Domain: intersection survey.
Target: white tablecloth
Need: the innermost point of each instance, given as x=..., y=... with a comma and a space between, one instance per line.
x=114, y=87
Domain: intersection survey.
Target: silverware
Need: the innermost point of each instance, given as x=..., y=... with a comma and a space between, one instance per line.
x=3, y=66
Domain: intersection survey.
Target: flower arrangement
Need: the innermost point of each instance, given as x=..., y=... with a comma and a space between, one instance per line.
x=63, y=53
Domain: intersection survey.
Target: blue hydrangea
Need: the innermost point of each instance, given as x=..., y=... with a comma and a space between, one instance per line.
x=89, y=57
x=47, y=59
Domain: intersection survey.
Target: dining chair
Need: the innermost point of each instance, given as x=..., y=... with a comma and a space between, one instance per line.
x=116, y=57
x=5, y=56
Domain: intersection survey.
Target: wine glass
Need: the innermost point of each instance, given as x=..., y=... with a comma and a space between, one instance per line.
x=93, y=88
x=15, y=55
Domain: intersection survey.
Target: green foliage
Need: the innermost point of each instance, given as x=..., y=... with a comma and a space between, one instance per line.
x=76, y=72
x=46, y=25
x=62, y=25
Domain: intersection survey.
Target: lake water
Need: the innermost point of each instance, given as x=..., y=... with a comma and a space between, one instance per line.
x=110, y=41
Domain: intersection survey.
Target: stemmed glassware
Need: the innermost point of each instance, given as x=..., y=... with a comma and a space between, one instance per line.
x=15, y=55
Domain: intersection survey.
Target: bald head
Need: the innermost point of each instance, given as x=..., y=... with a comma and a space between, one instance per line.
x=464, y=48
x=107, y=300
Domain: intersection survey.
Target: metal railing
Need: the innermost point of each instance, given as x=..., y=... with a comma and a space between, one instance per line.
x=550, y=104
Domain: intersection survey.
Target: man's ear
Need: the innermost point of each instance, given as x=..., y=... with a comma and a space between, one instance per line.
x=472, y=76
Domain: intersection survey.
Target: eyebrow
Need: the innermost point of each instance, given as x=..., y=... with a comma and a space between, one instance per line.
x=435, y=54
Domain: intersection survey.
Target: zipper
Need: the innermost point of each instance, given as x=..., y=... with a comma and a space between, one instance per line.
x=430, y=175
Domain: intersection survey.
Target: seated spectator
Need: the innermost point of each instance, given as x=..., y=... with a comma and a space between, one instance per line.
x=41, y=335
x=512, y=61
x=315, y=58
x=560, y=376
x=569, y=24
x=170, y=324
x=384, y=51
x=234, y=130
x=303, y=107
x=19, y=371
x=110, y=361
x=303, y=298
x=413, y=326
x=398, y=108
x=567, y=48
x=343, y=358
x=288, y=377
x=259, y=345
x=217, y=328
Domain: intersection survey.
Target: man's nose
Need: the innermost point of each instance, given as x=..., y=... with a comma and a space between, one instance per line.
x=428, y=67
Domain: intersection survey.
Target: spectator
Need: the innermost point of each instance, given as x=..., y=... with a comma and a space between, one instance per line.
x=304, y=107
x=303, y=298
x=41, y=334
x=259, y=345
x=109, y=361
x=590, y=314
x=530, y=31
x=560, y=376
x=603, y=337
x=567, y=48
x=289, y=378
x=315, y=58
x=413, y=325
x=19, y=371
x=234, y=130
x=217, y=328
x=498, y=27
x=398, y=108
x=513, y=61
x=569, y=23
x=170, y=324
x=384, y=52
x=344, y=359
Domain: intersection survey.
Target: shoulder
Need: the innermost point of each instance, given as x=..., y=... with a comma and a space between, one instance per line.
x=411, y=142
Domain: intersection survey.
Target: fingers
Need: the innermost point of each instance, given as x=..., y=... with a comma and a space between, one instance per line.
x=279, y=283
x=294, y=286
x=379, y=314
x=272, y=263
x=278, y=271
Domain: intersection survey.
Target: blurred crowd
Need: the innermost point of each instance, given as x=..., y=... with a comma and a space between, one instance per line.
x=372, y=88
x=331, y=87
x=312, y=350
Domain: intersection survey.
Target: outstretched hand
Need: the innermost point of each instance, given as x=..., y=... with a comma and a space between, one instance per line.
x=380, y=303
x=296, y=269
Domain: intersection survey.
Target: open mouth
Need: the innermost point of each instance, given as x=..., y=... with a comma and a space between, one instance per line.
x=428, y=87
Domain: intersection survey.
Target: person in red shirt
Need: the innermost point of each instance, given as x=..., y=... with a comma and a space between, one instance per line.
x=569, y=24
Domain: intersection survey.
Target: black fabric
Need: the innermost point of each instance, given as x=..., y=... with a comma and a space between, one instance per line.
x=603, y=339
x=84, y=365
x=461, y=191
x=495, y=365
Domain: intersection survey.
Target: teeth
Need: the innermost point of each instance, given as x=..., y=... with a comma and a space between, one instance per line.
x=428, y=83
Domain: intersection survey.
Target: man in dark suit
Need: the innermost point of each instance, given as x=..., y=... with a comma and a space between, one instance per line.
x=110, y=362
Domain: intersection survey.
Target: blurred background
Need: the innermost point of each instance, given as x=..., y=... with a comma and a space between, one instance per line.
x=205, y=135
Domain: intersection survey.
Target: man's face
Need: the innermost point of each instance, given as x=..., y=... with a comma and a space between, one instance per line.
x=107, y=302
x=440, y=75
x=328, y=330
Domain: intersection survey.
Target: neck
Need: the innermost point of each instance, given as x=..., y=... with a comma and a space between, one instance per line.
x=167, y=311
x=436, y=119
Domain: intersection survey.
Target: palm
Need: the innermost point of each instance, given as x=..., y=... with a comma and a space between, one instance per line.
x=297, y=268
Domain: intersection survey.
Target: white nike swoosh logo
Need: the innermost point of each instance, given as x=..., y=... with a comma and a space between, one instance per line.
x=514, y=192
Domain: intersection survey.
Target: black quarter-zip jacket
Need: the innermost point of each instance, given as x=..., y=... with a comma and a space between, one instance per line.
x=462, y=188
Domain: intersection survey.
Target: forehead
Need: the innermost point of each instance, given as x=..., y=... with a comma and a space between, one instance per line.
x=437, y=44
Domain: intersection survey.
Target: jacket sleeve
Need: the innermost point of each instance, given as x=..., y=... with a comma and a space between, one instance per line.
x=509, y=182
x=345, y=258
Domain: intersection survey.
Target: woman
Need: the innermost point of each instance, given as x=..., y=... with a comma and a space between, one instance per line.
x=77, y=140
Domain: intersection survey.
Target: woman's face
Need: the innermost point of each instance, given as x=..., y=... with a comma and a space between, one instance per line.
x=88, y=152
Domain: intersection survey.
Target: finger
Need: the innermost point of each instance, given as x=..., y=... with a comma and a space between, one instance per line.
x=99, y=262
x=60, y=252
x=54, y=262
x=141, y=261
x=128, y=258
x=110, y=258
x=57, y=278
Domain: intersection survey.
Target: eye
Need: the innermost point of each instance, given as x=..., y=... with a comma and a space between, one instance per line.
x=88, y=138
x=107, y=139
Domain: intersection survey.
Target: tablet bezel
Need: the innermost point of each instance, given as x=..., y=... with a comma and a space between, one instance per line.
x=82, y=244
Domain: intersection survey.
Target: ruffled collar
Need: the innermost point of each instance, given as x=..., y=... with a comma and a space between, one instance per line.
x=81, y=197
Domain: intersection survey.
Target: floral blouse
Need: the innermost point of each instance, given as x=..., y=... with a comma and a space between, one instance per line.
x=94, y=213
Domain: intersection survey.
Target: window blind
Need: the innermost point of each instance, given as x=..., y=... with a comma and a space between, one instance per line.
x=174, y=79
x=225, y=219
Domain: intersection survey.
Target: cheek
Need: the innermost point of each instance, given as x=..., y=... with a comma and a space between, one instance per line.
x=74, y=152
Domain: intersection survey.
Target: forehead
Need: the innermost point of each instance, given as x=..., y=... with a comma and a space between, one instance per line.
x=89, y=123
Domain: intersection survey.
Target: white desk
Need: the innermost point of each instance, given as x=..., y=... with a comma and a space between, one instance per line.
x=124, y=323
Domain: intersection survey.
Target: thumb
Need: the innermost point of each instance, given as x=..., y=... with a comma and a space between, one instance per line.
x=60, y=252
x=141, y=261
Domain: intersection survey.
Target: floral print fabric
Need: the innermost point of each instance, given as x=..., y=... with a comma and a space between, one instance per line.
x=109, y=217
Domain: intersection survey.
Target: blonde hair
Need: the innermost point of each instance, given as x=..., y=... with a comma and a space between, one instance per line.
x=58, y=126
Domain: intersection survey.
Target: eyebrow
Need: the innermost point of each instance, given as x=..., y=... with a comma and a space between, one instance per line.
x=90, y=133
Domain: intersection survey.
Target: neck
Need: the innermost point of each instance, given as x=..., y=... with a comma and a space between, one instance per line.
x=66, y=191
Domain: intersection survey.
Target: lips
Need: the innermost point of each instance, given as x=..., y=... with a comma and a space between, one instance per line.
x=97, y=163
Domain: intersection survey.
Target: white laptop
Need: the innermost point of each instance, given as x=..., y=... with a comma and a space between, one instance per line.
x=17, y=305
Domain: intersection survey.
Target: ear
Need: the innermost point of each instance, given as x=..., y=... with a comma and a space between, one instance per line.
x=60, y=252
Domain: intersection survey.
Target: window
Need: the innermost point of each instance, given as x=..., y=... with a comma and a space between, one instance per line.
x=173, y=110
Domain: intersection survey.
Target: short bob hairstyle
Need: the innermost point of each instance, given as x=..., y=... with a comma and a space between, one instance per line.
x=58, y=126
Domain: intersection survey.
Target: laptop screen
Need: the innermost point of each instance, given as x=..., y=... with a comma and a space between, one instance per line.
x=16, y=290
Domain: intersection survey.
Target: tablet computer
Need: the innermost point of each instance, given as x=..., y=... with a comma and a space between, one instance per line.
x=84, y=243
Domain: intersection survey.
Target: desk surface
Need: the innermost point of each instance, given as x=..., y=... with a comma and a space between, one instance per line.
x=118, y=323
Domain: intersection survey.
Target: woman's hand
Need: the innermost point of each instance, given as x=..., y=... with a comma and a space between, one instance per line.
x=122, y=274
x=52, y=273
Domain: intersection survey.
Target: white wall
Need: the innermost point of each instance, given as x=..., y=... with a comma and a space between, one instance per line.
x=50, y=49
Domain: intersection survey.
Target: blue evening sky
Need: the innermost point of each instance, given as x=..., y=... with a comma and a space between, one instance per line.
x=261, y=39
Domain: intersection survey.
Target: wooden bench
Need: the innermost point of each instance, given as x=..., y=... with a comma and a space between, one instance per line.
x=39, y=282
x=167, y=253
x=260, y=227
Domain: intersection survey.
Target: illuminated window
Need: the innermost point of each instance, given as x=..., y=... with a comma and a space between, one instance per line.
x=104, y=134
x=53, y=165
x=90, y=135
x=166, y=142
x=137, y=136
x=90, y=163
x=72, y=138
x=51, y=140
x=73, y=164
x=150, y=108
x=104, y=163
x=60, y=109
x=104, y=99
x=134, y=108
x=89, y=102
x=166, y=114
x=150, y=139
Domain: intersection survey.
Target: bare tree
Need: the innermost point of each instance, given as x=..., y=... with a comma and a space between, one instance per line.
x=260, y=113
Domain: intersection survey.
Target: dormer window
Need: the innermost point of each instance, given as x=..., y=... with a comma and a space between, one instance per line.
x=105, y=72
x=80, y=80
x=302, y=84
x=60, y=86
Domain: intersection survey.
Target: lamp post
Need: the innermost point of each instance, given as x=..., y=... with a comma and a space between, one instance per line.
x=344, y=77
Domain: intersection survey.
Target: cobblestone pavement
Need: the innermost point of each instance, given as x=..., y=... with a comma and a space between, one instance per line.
- - -
**Problem description**
Output the stretch of material from the start through the line containing "x=114, y=87" as a two-column CSV with the header "prompt" and "response", giving one row for each text together with its answer. Wrap every field in quotation marks and replace any line breaks inside a field with spaces.

**Final result**
prompt,response
"Domain: intersection survey. Target: white tablecloth Need: the innermost point of each instance, given as x=..., y=... with a comma and a space between, one instance per line.","x=114, y=87"